À COMPLÉTER:
**1)** Dites si chacune des affirmations suivantes concorde avec le texte sur les dimensions de l’espace mental, en répondant par oui ou non et en citant mot pour mot le passage qui tranche. (a) Dans l’unidimensionnalité, le temps ne se distingue pas de la distance. (b) Dans l’état psychique bidimensionnel, des processus de projection sont possibles. (c) Avec la tridimensionnalité, le temps devient circulaire.
**2)** Recopiez le passage du texte sur les dimensions de l’espace mental qui va de « Avec la tridimensionnalité, apparaît » jusqu’à « tendance directionnelle propre. » inclus.
---------- TEXTE DE LECTURE ----------
Concernant la constitution de la représentation spatiale, Ciccone (2001, p. 84-85) synthétise la conception de Meltzer (1975, 1984a, 1992), qui distingue quatre mondes (interne, externe, monde à l’intérieur des objets externes, monde à l’intérieur des objets internes), lesquels conditionnent quatre dimensions de l’espace mental (cf. IV, 3 infra, pour voir en quoi ces dimensions seraient reliées aux différents stades du développement psychique), caractérisées comme suit :

1/ L’unidimensionnalité

Il s’agit d’un monde peuplé d’objet dont la seule qualité serait d’être attirants ou repoussants. Le temps ici ne saurait se distinguer de la distance. C’est le monde de l’autisme, où l’expérience est réduite à une série d’événements non disponibles pour la mémoire et la pensée.

2/ L’état psychique bidimensionnel

C’est un état antérieur à la distinction entre espaces interne et externe. Les objets sont perçus indifférenciés des qualités sensuelles de leur surface. La relation est une relation de collage faite d’imitation en miroir, d’écholalie, de superficialité. Il ne peut y avoir de processus de projection, faute d’espace interne différencié. La relation au temps est essentiellement circulaire, sans aucune possibilité d’envisager un quelconque changement durable, ni un développement, ni un arrêt. Toute menace contre cette immuabilité est éprouvée comme un effondrement des surfaces avec émergence des angoisses primitives catastrophiques (liquéfaction, chute sans fin, explosion…).

3/ La tridimensionnalité

Avec la tridimensionnalité, apparaît l’espace intérieur du self et de l’objet, des processus introjectifs et projectifs, de l’organisation différenciée des mondes externe et interne avec la naissance de la pensée. L’espace tridimensionnel voit se mettre en palce des orifices naturels et une « fonction sphincter » : le self lutte pour la protection et le contrôle des orifices, pour l’accès à la continence mentale. Le temps n’est plus indiscernable de la distance comme dans l’unidimensionnalité, ni circulaire comme dans la bidimensionnalité, il est appréhendé comme un mouvement d’un intérieur vers un extérieur prenant une tendance directionnelle propre.

4/ Le temps historique

Enfin surgit le temps psychique lié à l’introjection des bons parents, lesquels tisseront intérieurement une histoire. L’omnipotence prêtée aux bons objets comme aux objets persécuteurs intrusifs qui demandent un contrôle absolu s’amenuise. L’identifiction introjective prévaut sur l’identification projective. Se développe alors un mode de relation objectal aux dépens d’un type de relation exclusivement narcissique.

Notre hypothèse est que, dans la psychose, il existe un fond primitif d’unidimensionnalité, où le temps est confondu avec l’espace, mais que le délire opère comme un mécanisme défensif d’élaboration de la bidimensionnalité, ce qui explique le primat de la temporalité circulaire dans le récit délirant de la psychose. Très souvent, lorsque les patients perdent leur délire, survient une phase de dépression narcissique colossale, où ils disent se sentir vides, dans une chute sans fin (une chute comme « un bébé qui tombe du troisième étage », cf. III.1.3., supra), qui ressemble à une période d’agrippement, où le patient recherche le collage et la fusion avec le thérapeute.
---------- INFORMATIONS FOURNIES ----------
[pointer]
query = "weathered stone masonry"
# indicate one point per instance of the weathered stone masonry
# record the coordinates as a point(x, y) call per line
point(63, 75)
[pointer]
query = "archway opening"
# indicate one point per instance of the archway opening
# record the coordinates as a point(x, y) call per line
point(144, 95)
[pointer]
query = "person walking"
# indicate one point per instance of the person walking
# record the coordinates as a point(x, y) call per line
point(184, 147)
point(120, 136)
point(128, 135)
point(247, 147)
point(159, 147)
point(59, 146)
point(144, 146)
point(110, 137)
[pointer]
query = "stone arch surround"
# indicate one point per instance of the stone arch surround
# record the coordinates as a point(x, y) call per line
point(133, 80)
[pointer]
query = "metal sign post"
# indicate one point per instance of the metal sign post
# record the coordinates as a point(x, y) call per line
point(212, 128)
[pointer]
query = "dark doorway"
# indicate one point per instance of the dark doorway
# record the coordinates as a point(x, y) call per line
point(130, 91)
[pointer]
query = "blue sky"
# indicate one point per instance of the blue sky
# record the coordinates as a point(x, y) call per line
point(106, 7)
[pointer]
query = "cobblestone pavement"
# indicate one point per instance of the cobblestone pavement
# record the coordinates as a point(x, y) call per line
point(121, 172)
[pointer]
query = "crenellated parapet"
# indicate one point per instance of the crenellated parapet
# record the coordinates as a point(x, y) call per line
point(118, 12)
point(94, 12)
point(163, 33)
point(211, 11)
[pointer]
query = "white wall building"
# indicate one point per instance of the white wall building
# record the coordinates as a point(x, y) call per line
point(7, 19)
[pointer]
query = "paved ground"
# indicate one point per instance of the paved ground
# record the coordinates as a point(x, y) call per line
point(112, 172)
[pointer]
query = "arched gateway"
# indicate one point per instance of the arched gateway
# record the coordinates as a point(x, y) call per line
----------
---------- INFORMATIONS FOURNIES ----------
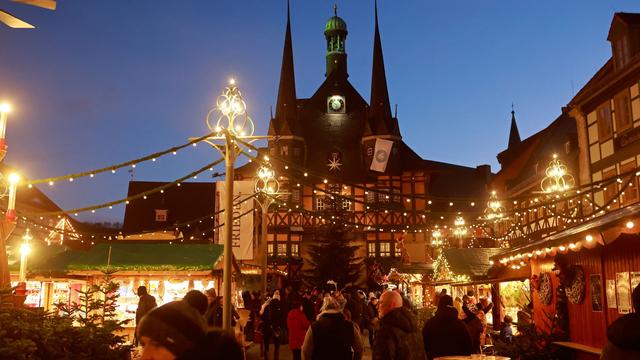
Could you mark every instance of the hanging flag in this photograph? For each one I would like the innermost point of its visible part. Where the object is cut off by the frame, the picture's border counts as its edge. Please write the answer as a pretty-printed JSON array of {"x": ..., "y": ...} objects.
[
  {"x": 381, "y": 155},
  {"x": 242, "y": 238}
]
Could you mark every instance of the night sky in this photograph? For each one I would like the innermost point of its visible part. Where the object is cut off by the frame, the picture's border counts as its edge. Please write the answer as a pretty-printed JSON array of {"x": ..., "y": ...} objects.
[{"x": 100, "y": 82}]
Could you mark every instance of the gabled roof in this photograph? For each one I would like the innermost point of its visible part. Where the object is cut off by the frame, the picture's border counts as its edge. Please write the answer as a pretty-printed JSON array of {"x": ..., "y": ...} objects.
----------
CORRIGÉ DES EXERCICES:
**1)**
(a) Oui : « Le temps ici ne saurait se distinguer de la distance. »
(b) Non : « Il ne peut y avoir de processus de projection, faute d’espace interne différencié. »
(c) Non : « Le temps n’est plus indiscernable de la distance comme dans l’unidimensionnalité, ni circulaire comme dans la bidimensionnalité »

**2)**
Avec la tridimensionnalité, apparaît l’espace intérieur du self et de l’objet, des processus introjectifs et projectifs, de l’organisation différenciée des mondes externe et interne avec la naissance de la pensée. L’espace tridimensionnel voit se mettre en palce des orifices naturels et une « fonction sphincter » : le self lutte pour la protection et le contrôle des orifices, pour l’accès à la continence mentale. Le temps n’est plus indiscernable de la distance comme dans l’unidimensionnalité, ni circulaire comme dans la bidimensionnalité, il est appréhendé comme un mouvement d’un intérieur vers un extérieur prenant une tendance directionnelle propre.